Return the full passage about eating to one's ideal, shown below, word for word.

Page =
------------------------------------------------

When I pull up this website on my browser, the tab at the top of my screen says, “Culinate – Eat to Your Ideal.”  I’ve been thinking a lot about that, because I find that this website speaks to me on a lot of different levels.  To be sure, the writing herein is articulate, literate, thoughtful, provocative, at times, absolutely sublime.  The recipes are intriguing.  The personalities are charming and fascinating.  I spend a lot more time here than anywhere else; wanting to read every word, try every recipe, explore every point of view, visit every farmers’ market.  But what does this mean to me:  Eating to My Ideal?  

I’m thinking that each of us has an “ideal” that isn’t quite exactly like anyone else’s.  Probably that goes without saying.  Still, I’d guess that pretty much all of us are working toward an ideal of eating mostly fresh, whole, sustainably-raised foods, found locally and in season as much as possible, and prepared mostly in our own kitchens in ways that respect the ingredients as well as our bodies.  And yet, I’m sitting here at 4 in the morning eating a leftover slice of big chain delivery pizza from last night, and drinking a glass of diet carbonated horror that was delivered with it.  And do I feel guilty?  Well, a little.  But maybe only a little.

------------------------------------------------

Data supplied =
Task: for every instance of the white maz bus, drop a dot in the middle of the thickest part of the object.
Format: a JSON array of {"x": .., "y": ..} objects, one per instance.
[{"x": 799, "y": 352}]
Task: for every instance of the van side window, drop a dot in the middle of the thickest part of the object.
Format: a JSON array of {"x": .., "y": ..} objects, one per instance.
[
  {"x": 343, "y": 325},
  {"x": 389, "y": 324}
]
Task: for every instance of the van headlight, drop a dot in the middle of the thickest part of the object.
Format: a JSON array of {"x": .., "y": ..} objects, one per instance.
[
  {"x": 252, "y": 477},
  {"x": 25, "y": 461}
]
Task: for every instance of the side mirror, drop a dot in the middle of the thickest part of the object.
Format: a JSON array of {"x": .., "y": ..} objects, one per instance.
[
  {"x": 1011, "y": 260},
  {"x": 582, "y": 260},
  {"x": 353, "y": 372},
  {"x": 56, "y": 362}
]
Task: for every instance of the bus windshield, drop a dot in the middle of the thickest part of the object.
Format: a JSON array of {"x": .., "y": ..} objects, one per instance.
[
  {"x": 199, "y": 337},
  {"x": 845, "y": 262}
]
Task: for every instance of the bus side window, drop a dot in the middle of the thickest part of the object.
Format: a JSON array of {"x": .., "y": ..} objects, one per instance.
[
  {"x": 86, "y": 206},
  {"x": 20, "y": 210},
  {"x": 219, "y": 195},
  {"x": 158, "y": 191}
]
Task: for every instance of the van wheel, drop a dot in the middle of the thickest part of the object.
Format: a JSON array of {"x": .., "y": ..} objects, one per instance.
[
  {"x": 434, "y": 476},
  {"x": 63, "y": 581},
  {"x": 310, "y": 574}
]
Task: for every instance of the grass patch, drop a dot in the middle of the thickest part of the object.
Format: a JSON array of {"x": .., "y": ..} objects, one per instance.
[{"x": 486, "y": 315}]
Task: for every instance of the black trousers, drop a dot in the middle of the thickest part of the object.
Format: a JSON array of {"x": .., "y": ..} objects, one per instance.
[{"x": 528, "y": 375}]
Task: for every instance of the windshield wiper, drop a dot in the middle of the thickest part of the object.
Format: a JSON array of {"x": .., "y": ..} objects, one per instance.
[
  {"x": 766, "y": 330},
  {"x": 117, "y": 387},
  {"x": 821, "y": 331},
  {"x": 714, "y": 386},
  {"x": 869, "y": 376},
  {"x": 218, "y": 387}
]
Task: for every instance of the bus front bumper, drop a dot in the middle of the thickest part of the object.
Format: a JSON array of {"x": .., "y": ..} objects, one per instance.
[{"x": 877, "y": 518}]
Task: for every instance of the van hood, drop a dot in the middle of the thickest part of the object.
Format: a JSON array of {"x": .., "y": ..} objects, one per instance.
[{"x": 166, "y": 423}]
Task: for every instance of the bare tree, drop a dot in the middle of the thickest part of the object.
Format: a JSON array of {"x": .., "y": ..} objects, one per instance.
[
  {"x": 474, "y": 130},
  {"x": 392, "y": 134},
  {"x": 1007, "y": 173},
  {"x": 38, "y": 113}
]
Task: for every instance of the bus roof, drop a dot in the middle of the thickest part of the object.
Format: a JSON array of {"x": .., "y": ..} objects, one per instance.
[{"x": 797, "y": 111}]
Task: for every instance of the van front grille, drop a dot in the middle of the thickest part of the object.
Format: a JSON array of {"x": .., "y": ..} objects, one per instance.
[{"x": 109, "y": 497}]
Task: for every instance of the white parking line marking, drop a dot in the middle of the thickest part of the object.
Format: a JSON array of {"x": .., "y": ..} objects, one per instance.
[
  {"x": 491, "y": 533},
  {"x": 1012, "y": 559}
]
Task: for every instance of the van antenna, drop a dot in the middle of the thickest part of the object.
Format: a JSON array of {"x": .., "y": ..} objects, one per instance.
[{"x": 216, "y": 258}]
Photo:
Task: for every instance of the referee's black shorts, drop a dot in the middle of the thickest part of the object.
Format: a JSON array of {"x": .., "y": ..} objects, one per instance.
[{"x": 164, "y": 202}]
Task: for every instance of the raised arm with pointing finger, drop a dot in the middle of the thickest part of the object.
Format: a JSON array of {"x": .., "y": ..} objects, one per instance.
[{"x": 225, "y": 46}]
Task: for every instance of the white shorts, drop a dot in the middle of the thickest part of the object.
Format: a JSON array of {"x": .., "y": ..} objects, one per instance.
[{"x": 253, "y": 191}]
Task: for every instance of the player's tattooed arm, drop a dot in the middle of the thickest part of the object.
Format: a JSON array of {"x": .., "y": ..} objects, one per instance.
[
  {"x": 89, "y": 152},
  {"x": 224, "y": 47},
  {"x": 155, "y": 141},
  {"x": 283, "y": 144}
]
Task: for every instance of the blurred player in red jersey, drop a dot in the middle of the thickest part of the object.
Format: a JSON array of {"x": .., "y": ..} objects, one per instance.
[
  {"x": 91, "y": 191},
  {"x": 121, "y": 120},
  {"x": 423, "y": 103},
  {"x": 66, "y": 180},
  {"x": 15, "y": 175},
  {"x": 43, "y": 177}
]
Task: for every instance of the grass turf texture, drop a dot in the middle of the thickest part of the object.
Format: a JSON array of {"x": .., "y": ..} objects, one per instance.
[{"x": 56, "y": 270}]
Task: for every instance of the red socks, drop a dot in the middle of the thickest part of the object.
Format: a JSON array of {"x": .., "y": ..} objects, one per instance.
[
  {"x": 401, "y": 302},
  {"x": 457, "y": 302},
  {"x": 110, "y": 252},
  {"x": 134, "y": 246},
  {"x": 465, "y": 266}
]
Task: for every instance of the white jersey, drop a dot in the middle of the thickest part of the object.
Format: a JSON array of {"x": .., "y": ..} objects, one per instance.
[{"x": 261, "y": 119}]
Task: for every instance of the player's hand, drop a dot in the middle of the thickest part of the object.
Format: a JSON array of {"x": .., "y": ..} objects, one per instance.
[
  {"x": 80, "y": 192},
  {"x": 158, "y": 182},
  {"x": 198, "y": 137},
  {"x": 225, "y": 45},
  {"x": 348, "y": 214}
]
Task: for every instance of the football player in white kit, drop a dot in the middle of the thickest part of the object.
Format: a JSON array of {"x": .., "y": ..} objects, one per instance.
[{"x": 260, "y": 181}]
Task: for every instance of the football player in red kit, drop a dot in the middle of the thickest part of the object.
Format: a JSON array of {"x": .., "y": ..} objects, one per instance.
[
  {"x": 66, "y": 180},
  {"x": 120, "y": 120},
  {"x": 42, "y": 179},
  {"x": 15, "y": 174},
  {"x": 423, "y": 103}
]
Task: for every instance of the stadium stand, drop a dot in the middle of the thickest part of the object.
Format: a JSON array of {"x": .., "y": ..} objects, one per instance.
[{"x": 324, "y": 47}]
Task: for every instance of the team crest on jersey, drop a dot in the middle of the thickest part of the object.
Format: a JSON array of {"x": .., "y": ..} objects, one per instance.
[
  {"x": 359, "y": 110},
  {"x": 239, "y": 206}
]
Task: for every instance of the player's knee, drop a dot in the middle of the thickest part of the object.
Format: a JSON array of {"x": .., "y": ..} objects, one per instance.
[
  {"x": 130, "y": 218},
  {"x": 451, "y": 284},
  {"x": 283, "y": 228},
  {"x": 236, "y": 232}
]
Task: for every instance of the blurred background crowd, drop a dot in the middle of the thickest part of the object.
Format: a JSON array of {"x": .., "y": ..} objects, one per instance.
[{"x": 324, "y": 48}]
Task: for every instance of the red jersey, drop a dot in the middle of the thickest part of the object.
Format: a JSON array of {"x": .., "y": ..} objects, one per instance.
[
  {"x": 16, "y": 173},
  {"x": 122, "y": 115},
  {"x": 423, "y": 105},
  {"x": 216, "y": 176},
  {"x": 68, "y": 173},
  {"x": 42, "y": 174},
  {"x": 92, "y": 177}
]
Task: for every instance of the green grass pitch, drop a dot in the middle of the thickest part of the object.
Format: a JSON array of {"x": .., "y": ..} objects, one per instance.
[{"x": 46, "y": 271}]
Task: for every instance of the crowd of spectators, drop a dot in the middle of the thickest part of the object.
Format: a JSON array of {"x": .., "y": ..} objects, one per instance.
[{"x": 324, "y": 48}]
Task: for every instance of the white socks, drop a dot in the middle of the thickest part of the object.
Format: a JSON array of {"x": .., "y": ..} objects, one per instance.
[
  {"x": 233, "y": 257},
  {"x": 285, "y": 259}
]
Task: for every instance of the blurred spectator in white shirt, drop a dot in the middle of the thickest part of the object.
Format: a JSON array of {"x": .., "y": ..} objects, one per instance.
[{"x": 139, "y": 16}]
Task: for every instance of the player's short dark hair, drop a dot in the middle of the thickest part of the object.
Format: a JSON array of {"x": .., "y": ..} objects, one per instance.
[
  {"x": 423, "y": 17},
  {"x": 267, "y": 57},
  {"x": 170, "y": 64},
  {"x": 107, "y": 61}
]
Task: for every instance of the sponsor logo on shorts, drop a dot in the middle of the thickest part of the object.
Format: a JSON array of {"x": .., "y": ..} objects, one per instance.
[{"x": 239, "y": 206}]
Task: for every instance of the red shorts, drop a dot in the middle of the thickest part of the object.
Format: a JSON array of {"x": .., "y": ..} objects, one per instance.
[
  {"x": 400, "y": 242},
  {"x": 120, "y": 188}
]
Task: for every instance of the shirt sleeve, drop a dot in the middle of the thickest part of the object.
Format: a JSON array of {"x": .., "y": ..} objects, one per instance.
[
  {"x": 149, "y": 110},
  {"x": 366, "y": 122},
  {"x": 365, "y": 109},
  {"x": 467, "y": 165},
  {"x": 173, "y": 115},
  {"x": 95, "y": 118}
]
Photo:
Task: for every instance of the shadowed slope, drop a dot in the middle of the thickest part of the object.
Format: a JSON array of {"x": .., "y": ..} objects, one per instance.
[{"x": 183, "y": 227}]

------------------------------------------------

Task result =
When I pull up this website on my browser, the tab at the top of my screen says, “Culinate – Eat to Your Ideal.”  I’ve been thinking a lot about that, because I find that this website speaks to me on a lot of different levels.  To be sure, the writing herein is articulate, literate, thoughtful, provocative, at times, absolutely sublime.  The recipes are intriguing.  The personalities are charming and fascinating.  I spend a lot more time here than anywhere else; wanting to read every word, try every recipe, explore every point of view, visit every farmers’ market.  But what does this mean to me:  Eating to My Ideal?  

I’m thinking that each of us has an “ideal” that isn’t quite exactly like anyone else’s.  Probably that goes without saying.  Still, I’d guess that pretty much all of us are working toward an ideal of eating mostly fresh, whole, sustainably-raised foods, found locally and in season as much as possible, and prepared mostly in our own kitchens in ways that respect the ingredients as well as our bodies.  And yet, I’m sitting here at 4 in the morning eating a leftover slice of big chain delivery pizza from last night, and drinking a glass of diet carbonated horror that was delivered with it.  And do I feel guilty?  Well, a little.  But maybe only a little.